Reproduce the full passage about ID.me below word for word, from its first sentence to its last.

* _Text passage_
..............................

The Treasury Department is reportedly reconsidering the IRS contract, and we strongly urge them to abandon their plans to use ID.me, as should the states that are using it. The ACLU has been working with some of our state affiliates to gather more information about the role of this company in the states via public records requests. We’re still gathering information, but what is already abundantly clear is that the system is beset with privacy and equity problems. We think there are three key problems with relying on ID.me that policymakers need to recognize.

1. The lack of accessible offline options

One problem is ID.me’s lack of accessibility and the barriers that creates for people on the wrong side of the digital divide. Using the service requires uploading government identification documents and taking a live selfie, which means you need an internet-connected device with a camera (no desktop computers that lack webcams). If someone is unable to verify their identity through the automated process, as apparently occurs often, they must go through a live virtual interview with ID.me. That requires a strong enough internet connection to transmit live video, and time to spare. Users of the service report having to wait in a virtual queue for the interview for hours, only to be booted out of line when internet connections fail. This especially disadvantages Latinx, Black, Indigenous, and rural households, which are less likely to have reliable broadband access.

..............................

* _Records shown_
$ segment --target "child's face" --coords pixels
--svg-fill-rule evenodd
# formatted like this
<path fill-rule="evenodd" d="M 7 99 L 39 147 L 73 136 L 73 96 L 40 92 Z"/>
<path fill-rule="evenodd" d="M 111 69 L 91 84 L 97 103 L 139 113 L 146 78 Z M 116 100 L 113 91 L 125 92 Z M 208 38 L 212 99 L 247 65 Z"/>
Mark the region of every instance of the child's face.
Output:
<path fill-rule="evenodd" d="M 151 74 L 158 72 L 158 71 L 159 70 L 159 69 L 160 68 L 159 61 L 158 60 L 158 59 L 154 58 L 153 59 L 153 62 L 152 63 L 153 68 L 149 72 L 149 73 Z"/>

..............................

* _Output of the task_
The Treasury Department is reportedly reconsidering the IRS contract, and we strongly urge them to abandon their plans to use ID.me, as should the states that are using it. The ACLU has been working with some of our state affiliates to gather more information about the role of this company in the states via public records requests. We’re still gathering information, but what is already abundantly clear is that the system is beset with privacy and equity problems. We think there are three key problems with relying on ID.me that policymakers need to recognize.

1. The lack of accessible offline options

One problem is ID.me’s lack of accessibility and the barriers that creates for people on the wrong side of the digital divide. Using the service requires uploading government identification documents and taking a live selfie, which means you need an internet-connected device with a camera (no desktop computers that lack webcams). If someone is unable to verify their identity through the automated process, as apparently occurs often, they must go through a live virtual interview with ID.me. That requires a strong enough internet connection to transmit live video, and time to spare. Users of the service report having to wait in a virtual queue for the interview for hours, only to be booted out of line when internet connections fail. This especially disadvantages Latinx, Black, Indigenous, and rural households, which are less likely to have reliable broadband access.